*YOUR TASK:* In full and without edits, write out the data that follows.
*** Block opens ***
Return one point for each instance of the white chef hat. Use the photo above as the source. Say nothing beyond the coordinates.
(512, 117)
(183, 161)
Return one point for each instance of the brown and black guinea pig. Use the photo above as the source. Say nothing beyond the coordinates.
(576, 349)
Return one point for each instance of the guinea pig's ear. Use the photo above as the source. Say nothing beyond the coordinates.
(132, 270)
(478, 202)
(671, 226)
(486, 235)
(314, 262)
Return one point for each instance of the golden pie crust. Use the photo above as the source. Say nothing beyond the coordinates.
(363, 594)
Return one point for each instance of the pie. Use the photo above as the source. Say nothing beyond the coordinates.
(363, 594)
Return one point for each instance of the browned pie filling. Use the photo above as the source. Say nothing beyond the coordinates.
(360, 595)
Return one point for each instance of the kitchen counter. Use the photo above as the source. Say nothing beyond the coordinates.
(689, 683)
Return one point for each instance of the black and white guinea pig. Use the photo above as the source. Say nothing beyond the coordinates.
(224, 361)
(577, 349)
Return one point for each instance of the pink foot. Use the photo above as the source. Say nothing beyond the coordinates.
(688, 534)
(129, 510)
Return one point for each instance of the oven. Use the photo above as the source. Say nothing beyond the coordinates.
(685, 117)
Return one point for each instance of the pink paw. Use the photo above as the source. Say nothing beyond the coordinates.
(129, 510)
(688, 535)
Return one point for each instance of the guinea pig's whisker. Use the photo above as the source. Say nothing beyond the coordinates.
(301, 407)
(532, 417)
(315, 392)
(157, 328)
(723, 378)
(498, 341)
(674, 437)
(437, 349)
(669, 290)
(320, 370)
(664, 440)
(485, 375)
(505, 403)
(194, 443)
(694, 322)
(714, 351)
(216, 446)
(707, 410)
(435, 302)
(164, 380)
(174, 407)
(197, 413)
*** Block closes ***
*RESULT OF THE TASK:*
Return one point for each instance of the white chef hat. Use the photo above as the source. Say nothing beyond the coordinates.
(512, 117)
(183, 161)
Return one point for each instance of the brown and black guinea pig. Use the photo above as the source. Say nothing beyond the coordinates.
(576, 349)
Return one point for each instance of the guinea pig's ear. Use the photo above as the source. Say nothing beyond the coordinates.
(132, 270)
(478, 202)
(671, 226)
(486, 235)
(314, 262)
Return one point for each instance of the golden pie crust. Use the photo above as the source. Say nothing beyond the coordinates.
(363, 594)
Return one point for each instance of the pie. Use the photo above as the source. Say nothing beyond the coordinates.
(363, 594)
Return one point for each instance of the browned pie filling. Use the photo above as the source. Say nothing beyond the coordinates.
(360, 595)
Return one point for each instance of the kitchen counter. Use the photo above as the source. Say nothing beyond the coordinates.
(689, 683)
Return one point for each instance of the black and white guinea pig. Use the photo above as the source. Say nothing beyond the coordinates.
(224, 361)
(577, 349)
Return one point for each instance of the pink foot. Use the photo above as the source. Say nothing beyond the coordinates.
(688, 534)
(129, 510)
Return one point for each instance of the oven. Use the photo above as the source. Say nothing beyond the coordinates.
(685, 117)
Return one point for each instance of the pink paw. Use the photo above as the source. Say nothing beyond the coordinates.
(129, 510)
(688, 535)
Return one point for each instance of the guinea pig's whisker. Use the photo above as the source. Say nothing beyond the coordinates.
(301, 407)
(532, 417)
(315, 392)
(157, 328)
(723, 378)
(498, 341)
(674, 437)
(437, 349)
(669, 290)
(320, 370)
(664, 440)
(485, 375)
(505, 403)
(194, 443)
(694, 322)
(714, 351)
(216, 446)
(707, 410)
(435, 302)
(164, 380)
(174, 407)
(197, 413)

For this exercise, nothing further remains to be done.